- [WRITTEN TASKS]:
1) In the article on FinCEN's AML priorities, which earlier law is the AML Act called the most significant upgrade since?
2) From the article on FinCEN's AML priorities, return the stretch from "In short, the" through "national AML priorities?".
3) In the article on FinCEN's AML priorities, list every action that follows the words "an expansive package of updates to" in the sentence describing the AMLA.

+++ SOURCE EXTRACT +++

Posted by Brian Monroe - bmonroe@acfcs.org 05/24/2021
In FinCEN release of AML priorities, Wolfsberg metrics of effectiveness, a glimpse of the future of financial crime compliance
The skinny:
- The future of financial crime has “effective” compliance teams generating “highly useful” and “relevant” intelligence for investigators in focused, shifting defined “priority areas,” both broad generators of illicit income, like corruption and cyber-enabled fraud, but also attuned to the actions and reactions of international threat actor groups.
- Those are just some of the key takeaways from the U.S. Treasury’s Financial Crimes Enforcement Network (FinCEN) releasing the formal list of its national anti-money laundering and countering the financing of terrorism (AML/CFT) priorities, a collection of historic foils like organized criminal groups and other rising risks, like record ransomware attacks and crypto-fueled paydays.
- Coinciding with and underpinning the release of FinCEN’s AML priorities, the Wolfsberg Group issued a critical missive to detail in practical, tactical steps how financial institutions can actually demonstrate effectiveness, a term in recent years bandied about with much fanfare, but little in the way of bright-line, auditable boundaries
By Brian Monroe
bmonroe@acfcs.org
July 14 , 2021
The future of financial crime has “effective” compliance teams generating “highly useful” and “relevant” intelligence for investigators in focused, shifting defined “priority areas,” both broad generators of illicit income, like corruption and cyber-enabled fraud, but also attuned to the actions and reactions of international threat actor groups.
Those are just some of the key takeaways from the U.S. Treasury’s Financial Crimes Enforcement Network (FinCEN) releasing the formal list of its national anti-money laundering and countering the financing of terrorism (AML/CFT) priorities, a collection of historic foils like organized criminal groups and other rising risks, like record ransomware attacks and crypto-fueled paydays.
The widely-watched and highly anticipated AML priorities are the first concrete update to implement the U.S. Anti-Money Laundering Act (AML Act) – the most significant upgrade to the country’s fincrime framework since the 2001 U.S.A. Patriot Act.
The AMLA is an expansive package of updates to break open beneficial ownership bastions, bolster public-private information sharing, usher in a new era of innovation and focus on effectiveness – with the threat of higher penalties for violations, and serial scofflaws.
To read ACFCS coverage of the AML Act, which Congress enacted into law in January after overriding a presidential veto, click here.
Coinciding with and underpinning the release of FinCEN’s AML priorities, the Wolfsberg Group issued a critical missive to detail in practical, tactical steps how financial institutions can actually demonstrate effectiveness, a term in recent years bandied about with much fanfare, but little in the way of bright-line, auditable boundaries.
In short, the Wolfsberg metrics of effectiveness include:
- Are you compliant with local AML laws, cognizant of global standards?
- Are you producing highly useful information to law enforcement, guided by national AML priorities?

+++ SUPPLIED ENTRIES +++

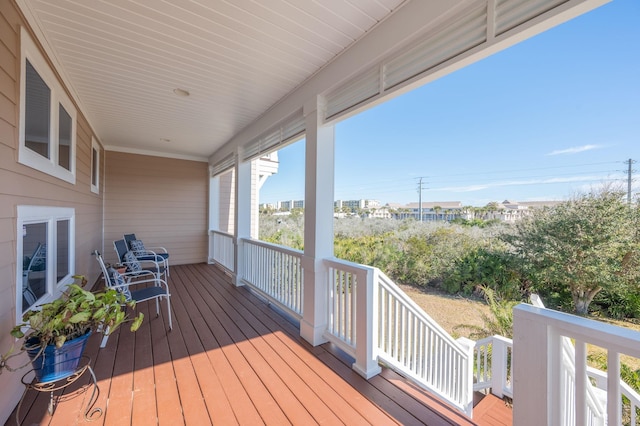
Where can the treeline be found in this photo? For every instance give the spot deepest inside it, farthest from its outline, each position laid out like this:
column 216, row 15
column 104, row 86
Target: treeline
column 582, row 255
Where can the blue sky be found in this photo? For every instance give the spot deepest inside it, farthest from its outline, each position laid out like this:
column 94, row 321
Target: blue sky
column 553, row 116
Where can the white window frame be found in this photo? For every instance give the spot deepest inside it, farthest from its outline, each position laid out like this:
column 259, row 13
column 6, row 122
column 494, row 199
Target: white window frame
column 49, row 215
column 95, row 147
column 29, row 51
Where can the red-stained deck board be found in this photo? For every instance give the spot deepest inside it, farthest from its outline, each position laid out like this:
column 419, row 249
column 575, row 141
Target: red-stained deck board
column 232, row 359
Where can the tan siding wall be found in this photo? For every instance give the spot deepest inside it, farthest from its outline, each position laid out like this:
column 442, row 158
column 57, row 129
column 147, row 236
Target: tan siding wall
column 227, row 202
column 23, row 185
column 163, row 201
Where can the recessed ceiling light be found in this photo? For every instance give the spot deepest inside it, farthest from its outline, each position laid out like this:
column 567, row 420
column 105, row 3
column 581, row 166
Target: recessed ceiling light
column 181, row 92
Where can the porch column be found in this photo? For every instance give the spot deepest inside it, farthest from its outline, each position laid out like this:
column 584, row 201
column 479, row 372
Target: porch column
column 531, row 348
column 318, row 221
column 242, row 222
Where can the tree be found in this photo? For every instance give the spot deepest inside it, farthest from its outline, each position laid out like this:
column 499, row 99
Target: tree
column 582, row 246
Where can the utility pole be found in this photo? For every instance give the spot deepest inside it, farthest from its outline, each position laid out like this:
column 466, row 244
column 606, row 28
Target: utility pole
column 420, row 188
column 629, row 179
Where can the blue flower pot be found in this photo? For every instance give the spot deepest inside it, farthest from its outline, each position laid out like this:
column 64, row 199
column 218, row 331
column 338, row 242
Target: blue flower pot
column 56, row 363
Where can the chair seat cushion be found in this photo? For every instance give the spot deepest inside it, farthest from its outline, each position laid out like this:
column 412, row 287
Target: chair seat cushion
column 132, row 262
column 158, row 257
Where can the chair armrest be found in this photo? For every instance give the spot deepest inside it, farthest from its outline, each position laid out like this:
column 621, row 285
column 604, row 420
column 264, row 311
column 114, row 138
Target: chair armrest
column 162, row 249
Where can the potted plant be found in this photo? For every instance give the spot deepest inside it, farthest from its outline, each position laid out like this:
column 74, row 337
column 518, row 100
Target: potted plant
column 55, row 334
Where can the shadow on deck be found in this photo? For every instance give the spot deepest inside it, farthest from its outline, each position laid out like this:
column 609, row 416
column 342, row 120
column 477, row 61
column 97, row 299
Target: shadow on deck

+++

- [ANSWERS FOR THIS EXERCISE]:
1) The 2001 U.S.A. Patriot Act.

2)
In short, the Wolfsberg metrics of effectiveness include:
- Are you compliant with local AML laws, cognizant of global standards?
- Are you producing highly useful information to law enforcement, guided by national AML priorities?

3)
- Break open beneficial ownership bastions
- Bolster public-private information sharing
- Usher in a new era of innovation
- Focus on effectiveness